§ READING TEXT:

I’ll contextualize my piece in reporting on how American evangelicals have lobbied to support Ukraine in the U.S. and the history of evangelical church planting. I find it an interesting connection that evangelical Christianity was disseminated to Ukraine through American missionaries in the first place, and now these Ukrainians – persecuted for their Christianity by Russians – must turn to these same American evangelicals to support their religious and communal lives in the diaspora. There has been no reporting on this topic outside of Church blogs and Christian media, so I’m hoping to get this piece published in a Tennessee news outlet or some more mainstream American media (likely combined with Miriam’s reporting on the related topic of how and why young Ukrainians have been turning to Christianity to process the war). 

Final Pitch

My final piece will be about Germany’s adherence to the legal principle of ‘universality’ and the Syrian community’s changing climate of faith in German legal institutions after the fall of Assad in Syria. I want to cover the Trial on the Siege of Yarmouk, which was what I was writing about initially and is a centerpiece to the discussion on an ongoing universal jurisdiction case, but I want to write more generally about the history of universal jurisdiction in Germany, how it has impacted the Syrian migrant community, what German justice systems mean to Syrians after repatriation efforts enacted by the government, etc.

§ STORED ROWS:

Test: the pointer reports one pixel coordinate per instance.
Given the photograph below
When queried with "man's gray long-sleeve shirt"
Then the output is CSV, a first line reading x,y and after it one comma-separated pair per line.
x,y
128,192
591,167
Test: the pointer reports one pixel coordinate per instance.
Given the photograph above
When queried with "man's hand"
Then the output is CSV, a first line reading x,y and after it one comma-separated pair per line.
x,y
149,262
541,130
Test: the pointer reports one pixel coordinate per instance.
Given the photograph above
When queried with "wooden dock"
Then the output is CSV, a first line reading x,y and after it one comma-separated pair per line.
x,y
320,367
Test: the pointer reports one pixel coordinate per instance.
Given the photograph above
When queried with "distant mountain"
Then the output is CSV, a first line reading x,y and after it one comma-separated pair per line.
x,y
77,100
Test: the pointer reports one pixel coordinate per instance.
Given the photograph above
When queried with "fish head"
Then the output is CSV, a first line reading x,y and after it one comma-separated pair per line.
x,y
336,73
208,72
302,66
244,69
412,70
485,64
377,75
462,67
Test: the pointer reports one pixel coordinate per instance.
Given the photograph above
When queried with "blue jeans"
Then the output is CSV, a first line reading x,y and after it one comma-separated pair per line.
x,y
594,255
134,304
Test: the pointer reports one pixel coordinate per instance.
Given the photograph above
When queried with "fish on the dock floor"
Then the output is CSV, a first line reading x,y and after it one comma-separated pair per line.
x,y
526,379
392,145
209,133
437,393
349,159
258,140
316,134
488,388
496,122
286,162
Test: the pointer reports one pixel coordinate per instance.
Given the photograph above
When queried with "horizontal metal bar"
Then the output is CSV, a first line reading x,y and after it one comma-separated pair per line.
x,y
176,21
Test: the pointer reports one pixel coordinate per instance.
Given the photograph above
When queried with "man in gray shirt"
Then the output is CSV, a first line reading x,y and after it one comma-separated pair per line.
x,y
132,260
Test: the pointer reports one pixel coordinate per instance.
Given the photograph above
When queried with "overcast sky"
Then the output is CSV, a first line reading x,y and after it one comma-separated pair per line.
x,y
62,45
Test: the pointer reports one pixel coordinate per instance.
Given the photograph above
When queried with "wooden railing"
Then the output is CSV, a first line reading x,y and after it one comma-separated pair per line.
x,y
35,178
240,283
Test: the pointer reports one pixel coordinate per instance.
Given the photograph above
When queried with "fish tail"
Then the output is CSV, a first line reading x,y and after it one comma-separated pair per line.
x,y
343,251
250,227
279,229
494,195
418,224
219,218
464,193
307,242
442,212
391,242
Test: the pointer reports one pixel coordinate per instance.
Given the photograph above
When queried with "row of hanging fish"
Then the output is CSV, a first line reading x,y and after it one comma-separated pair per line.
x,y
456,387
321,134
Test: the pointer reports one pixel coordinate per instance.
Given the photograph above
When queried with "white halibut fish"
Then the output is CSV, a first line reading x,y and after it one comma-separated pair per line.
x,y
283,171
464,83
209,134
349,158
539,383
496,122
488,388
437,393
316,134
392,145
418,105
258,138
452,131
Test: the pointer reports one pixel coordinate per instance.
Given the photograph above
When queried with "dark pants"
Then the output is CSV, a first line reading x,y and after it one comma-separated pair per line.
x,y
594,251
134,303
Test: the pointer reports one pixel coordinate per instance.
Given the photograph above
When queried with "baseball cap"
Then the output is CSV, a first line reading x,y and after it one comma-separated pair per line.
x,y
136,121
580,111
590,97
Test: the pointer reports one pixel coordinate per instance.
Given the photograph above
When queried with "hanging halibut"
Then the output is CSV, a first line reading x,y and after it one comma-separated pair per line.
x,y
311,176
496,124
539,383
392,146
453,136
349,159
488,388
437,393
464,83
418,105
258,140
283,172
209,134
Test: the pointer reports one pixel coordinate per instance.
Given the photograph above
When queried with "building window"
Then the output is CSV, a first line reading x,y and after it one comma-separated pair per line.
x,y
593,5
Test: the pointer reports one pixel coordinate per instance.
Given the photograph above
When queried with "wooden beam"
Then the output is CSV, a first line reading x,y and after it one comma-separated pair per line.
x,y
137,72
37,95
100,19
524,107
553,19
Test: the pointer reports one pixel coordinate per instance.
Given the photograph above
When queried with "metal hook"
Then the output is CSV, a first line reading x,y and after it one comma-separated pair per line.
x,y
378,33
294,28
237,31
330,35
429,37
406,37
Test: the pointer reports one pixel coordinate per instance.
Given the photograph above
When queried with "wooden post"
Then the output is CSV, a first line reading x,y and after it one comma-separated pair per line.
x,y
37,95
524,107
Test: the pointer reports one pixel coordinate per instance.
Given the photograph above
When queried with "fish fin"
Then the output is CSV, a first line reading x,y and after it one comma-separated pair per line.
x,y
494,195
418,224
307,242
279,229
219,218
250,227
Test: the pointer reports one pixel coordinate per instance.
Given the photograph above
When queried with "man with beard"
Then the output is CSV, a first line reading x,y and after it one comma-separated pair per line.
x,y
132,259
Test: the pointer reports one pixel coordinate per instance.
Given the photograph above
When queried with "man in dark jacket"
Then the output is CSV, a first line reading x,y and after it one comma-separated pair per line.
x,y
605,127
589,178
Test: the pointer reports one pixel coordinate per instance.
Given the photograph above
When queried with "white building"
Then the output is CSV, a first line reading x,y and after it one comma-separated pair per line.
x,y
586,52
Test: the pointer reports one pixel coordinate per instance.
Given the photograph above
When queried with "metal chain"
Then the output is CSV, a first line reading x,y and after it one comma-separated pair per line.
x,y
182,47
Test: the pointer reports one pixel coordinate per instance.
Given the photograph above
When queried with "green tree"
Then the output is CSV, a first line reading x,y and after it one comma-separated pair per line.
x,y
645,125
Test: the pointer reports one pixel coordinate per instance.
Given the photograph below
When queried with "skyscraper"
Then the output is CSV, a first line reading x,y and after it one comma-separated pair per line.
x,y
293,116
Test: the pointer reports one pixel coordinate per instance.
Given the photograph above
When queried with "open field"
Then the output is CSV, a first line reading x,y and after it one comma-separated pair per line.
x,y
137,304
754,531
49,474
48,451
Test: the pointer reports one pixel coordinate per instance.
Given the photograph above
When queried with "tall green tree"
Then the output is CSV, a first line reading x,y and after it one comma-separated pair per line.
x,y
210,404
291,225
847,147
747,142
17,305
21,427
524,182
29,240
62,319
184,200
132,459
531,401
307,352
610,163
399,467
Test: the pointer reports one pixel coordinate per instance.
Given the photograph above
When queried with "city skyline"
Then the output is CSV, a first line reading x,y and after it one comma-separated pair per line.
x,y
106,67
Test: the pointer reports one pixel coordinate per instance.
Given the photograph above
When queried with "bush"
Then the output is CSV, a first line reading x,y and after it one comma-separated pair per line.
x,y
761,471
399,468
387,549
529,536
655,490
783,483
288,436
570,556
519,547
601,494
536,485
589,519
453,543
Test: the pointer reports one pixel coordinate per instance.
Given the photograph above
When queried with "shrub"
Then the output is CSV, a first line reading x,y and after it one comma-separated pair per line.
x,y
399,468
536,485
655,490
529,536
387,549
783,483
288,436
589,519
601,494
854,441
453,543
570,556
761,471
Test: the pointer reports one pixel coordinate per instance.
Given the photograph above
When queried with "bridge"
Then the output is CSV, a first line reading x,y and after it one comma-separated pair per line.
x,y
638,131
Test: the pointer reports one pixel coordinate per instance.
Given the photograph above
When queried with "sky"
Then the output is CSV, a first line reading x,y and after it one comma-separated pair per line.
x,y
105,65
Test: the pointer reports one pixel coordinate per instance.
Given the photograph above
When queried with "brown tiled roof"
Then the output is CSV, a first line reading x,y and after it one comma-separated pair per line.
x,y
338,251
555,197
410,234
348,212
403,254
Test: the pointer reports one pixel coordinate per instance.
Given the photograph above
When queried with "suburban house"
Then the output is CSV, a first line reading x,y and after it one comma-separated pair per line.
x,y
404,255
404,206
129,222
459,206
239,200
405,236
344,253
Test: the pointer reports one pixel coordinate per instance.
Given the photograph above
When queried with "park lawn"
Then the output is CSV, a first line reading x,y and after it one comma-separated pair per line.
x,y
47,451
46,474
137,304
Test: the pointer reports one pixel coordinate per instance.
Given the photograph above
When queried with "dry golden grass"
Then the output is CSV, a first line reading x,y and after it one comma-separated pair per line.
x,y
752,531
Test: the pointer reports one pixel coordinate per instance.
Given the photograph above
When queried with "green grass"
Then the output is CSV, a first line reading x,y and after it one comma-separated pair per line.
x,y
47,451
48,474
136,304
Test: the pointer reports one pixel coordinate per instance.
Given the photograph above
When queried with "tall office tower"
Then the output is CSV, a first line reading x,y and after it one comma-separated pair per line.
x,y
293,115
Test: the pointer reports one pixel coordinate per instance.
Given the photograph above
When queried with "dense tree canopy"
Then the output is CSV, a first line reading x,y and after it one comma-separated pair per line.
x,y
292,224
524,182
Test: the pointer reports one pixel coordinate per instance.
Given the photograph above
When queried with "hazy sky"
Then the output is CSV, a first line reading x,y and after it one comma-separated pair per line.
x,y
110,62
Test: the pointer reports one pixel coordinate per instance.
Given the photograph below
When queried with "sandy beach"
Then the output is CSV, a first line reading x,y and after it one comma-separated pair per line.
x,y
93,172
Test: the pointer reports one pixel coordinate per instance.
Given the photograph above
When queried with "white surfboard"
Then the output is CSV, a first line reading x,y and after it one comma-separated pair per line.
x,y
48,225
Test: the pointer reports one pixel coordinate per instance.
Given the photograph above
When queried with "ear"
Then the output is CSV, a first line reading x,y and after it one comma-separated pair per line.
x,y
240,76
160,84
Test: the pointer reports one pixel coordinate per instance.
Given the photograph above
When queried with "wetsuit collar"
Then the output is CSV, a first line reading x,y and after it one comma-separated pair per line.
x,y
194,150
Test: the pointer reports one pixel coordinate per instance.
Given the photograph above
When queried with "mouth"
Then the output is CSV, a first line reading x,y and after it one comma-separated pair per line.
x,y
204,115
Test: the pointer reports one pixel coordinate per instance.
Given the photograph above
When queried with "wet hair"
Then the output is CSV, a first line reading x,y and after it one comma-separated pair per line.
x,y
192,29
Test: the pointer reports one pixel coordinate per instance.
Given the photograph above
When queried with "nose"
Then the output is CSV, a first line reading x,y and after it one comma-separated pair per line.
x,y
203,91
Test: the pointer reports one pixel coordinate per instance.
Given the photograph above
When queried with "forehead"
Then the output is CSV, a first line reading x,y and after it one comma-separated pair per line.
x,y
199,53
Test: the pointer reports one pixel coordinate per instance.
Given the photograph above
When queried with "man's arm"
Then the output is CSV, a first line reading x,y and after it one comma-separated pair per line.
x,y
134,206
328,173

§ PARTS OF THE EXERCISE:
• a. According to the reporting pitch, why does the writer hope to publish the piece on American evangelicals and Ukraine in a Tennessee news outlet or more mainstream American media? Answer in one to three sentences.
• b. Would you return the part of the reporting pitch that opens with the words containing "My final piece" and closes with "the government, etc."?
• c. Can you supply the next part of the reporting pitch on universal jurisdiction in Germany, picking up right after its last sentence?
The listing has no connection to the reporting pitch.

§ TASK-BY-TASK OUTPUTS:
• a. The writer hopes for that kind of outlet because no one has reported on the topic outside of Church blogs and Christian media.

• b.
My final piece will be about Germany’s adherence to the legal principle of ‘universality’ and the Syrian community’s changing climate of faith in German legal institutions after the fall of Assad in Syria. I want to cover the Trial on the Siege of Yarmouk, which was what I was writing about initially and is a centerpiece to the discussion on an ongoing universal jurisdiction case, but I want to write more generally about the history of universal jurisdiction in Germany, how it has impacted the Syrian migrant community, what German justice systems mean to Syrians after repatriation efforts enacted by the government, etc.

• c.
What does a system like universal jurisdiction mean to Syrians in a nation increasingly plagued by anti-immigrant and anti-Muslim sentiment? What does it mean when so many of them, after countless years of living in German society, still haven’t obtained their German citizenship? What does it mean when both universal jurisdiction and asylum are both rooted in a legal philosophy of universality that Germany claims to stand for, but only the former is being actively embraced? I would like to weave the stories of Syrian-Germans, lawyers, and experts in universal jurisdiction to craft my final piece. I would ideally like to extend/incorporate the profile of Hesham Moamadani in the final feature — Moamadani was a Syrian refugee, but recently gained his German citizenship and can enjoy its benefits. How has his experience differed from his friends, who are Syrian but have not yet obtained citizenship? I also want to incorporate my interview with Syrian lawyer Anwar Bunni, who, even after experiencing the horrors of Assad’s government, remained robustly faithful to the German legal system, as well as my interview with Berit, who spoke with me about anti-immigrant sentiment in Germany and EU law.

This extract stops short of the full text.